[Image-grounded pointing data]
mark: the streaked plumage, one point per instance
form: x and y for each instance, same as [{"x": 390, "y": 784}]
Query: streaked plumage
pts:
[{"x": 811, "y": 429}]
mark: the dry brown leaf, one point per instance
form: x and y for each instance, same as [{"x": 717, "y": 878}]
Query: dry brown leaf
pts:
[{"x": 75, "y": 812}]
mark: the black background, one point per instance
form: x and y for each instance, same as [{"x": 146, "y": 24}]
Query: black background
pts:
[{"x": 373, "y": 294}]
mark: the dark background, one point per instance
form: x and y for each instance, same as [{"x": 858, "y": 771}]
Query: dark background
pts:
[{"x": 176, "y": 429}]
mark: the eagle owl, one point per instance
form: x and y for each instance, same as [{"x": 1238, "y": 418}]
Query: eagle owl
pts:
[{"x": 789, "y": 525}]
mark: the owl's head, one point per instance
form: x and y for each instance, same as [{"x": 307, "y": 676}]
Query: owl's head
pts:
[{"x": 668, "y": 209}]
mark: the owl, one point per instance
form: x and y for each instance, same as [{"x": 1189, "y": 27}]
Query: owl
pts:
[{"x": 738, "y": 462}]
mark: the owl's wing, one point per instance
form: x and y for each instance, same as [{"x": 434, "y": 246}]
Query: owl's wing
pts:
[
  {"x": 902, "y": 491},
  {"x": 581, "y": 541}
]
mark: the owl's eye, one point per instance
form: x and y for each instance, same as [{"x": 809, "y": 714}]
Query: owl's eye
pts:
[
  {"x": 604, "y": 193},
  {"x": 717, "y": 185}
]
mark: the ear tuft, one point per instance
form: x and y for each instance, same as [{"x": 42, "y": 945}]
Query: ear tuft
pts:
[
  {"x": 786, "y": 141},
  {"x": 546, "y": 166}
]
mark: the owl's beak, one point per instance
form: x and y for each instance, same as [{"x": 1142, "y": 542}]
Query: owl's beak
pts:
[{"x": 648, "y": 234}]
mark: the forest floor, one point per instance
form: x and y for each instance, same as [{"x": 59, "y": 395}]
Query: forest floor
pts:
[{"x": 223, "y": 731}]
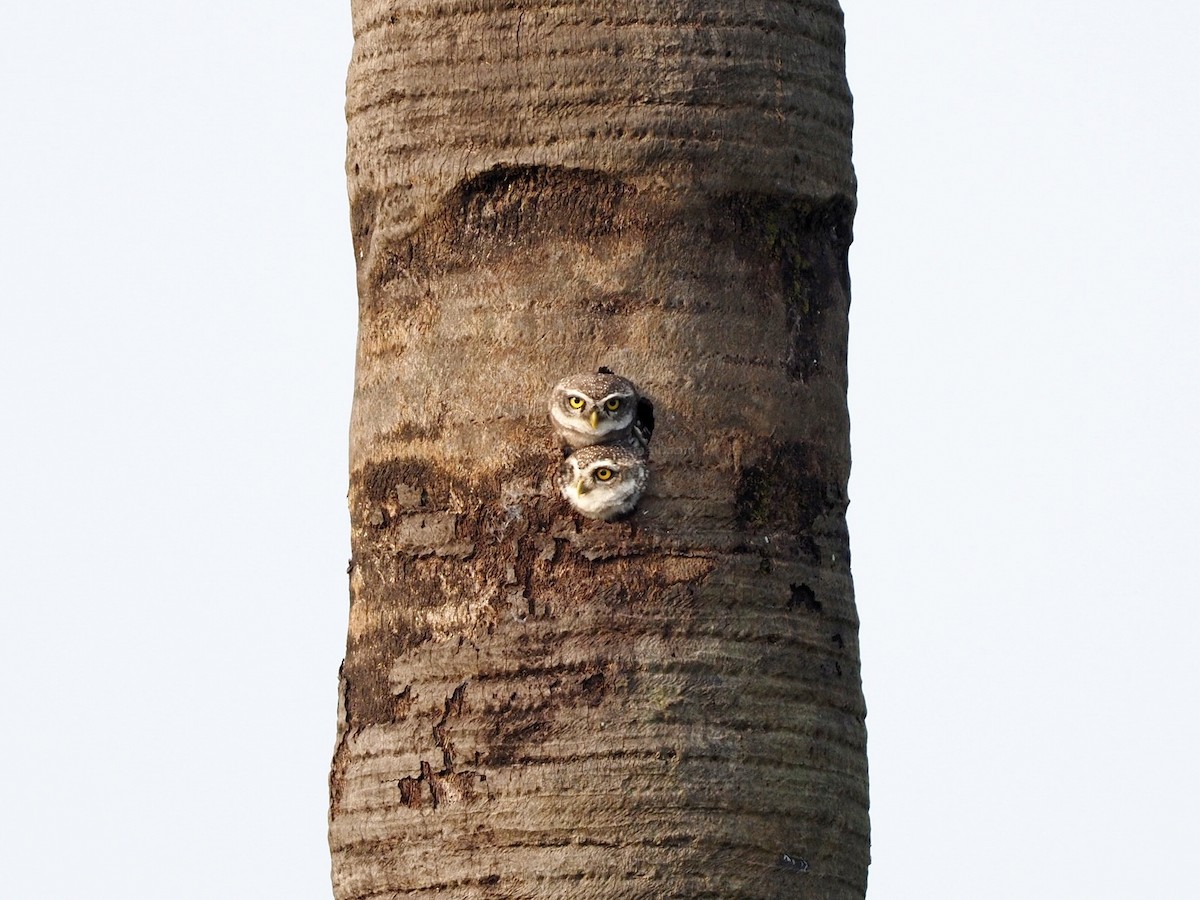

ASSIGNMENT: Every record should be duplicated exactly, though any picture in it must be left out.

TASK RESPONSE:
mark: the streaked plumage, one point per instance
form: x and y for each instance, same as [{"x": 390, "y": 784}]
Query: streaked plumage
pts:
[{"x": 811, "y": 429}]
mark: the dry brown leaf, one point per instance
form: x and y for each instance, same as [{"x": 717, "y": 878}]
Query: dry brown leaf
pts:
[{"x": 75, "y": 812}]
mark: the black background, one point per instance
form: x and y for each instance, same as [{"x": 146, "y": 24}]
Query: black background
pts:
[{"x": 373, "y": 294}]
mark: the dark background, one point per instance
form: x and y for each instance, same as [{"x": 858, "y": 771}]
Query: dark background
pts:
[{"x": 176, "y": 429}]
mark: the eagle owl, one point per instance
form: x and y for each instance, same as [{"x": 1238, "y": 418}]
Query: eagle owl
pts:
[{"x": 789, "y": 525}]
mark: the owl's head, one point per instance
form: x and y for each instance, same as [{"x": 307, "y": 676}]
Query: owl's head
pts:
[{"x": 668, "y": 209}]
mark: the owl, one point per instance
form: x and y for each instance, same as [{"x": 1189, "y": 27}]
Query: owl
pts:
[{"x": 738, "y": 462}]
mark: the owl's wing, one point per instance
form: x and y for each instance, same as [{"x": 434, "y": 246}]
Query: owl's wing
pts:
[
  {"x": 902, "y": 491},
  {"x": 581, "y": 541}
]
mark: the owl's eye, one point per instance
form: x and y for each instance, same as [{"x": 809, "y": 714}]
Query: owl's eye
pts:
[
  {"x": 604, "y": 193},
  {"x": 717, "y": 185}
]
mark: the ear tuft, one point per instance
form: x and y for each instance, same as [{"x": 42, "y": 945}]
Query: ear tuft
pts:
[
  {"x": 786, "y": 141},
  {"x": 546, "y": 166}
]
mark: the owl's beak, one point per instance
form: x and y for each instance, same as [{"x": 1142, "y": 542}]
Query: owl's beak
pts:
[{"x": 648, "y": 234}]
mark: the forest floor, one point per instance
form: x and y for each instance, same as [{"x": 59, "y": 395}]
Query: forest floor
pts:
[{"x": 223, "y": 731}]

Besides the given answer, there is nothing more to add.